▶ SELECTED EXCERPT:
++++++++++

Snorkelling and Scuba Diving for the Family
There has been a significant growth in snorkelling and scuba diving as part of a family holiday to warm and exotic lands. There is something magical and surreal about snorkelling, or diving, with sting rays, swimming with dolphins or chilling on reefs swarming with colourful fish and other sea life. There is an increasing awareness of environmental issues and nature all around us. From a nature and wildlife experience snorkelling and scuba diving are at the top of that list!
If you’re thinking about teaching your kids to snorkel or dive, here are my top 5 tips
1. Start getting kids used to the water and swimming from a young age in your local pool.
2. Buy your own basic kit (mask, snorkel and fins) as it will be more comfortable, better quality and give you and your kids chance to get used to it.
3. Practice in the pool before taking your new kit out into the open water.
4. Be aware of temperature and research your holiday destination. You may find a wet suit a surprisingly inexpensive buy that allows for a lot more exploration and time in the water.

++++++++++

▶ INSTRUCTION A:
From the family snorkelling and scuba diving text, repeat word for word the passage that begins at the words "4. Be aware" and stops after the words "in the water.".
▶ INSTRUCTION B:
In the family snorkelling and scuba diving text, what three items make up the basic kit it recommends buying?

[Detection annotation records]

++++++++++

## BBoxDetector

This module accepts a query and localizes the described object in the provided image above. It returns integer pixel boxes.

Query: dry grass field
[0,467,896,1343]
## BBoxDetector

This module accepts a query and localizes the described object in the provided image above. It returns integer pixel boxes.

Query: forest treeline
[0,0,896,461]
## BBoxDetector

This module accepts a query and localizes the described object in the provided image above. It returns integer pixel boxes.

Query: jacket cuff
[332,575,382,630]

++++++++++

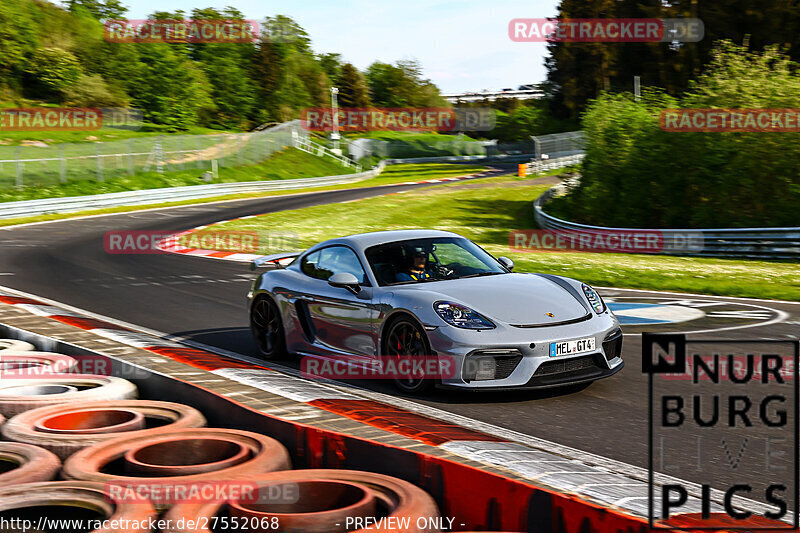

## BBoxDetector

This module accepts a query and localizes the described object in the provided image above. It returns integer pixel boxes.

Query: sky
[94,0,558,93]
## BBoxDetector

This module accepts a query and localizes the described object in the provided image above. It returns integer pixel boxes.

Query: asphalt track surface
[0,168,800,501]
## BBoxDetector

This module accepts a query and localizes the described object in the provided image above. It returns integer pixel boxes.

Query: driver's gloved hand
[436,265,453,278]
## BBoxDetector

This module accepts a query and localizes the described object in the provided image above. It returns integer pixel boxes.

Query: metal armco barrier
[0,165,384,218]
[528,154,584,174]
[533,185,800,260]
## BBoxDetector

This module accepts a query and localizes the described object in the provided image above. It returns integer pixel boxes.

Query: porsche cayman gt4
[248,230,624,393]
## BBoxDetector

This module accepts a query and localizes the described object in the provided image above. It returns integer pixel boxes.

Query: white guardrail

++++++++++

▶ WRITTEN SOLUTION A:
4. Be aware of temperature and research your holiday destination. You may find a wet suit a surprisingly inexpensive buy that allows for a lot more exploration and time in the water.

▶ WRITTEN SOLUTION B:
A mask, a snorkel and fins.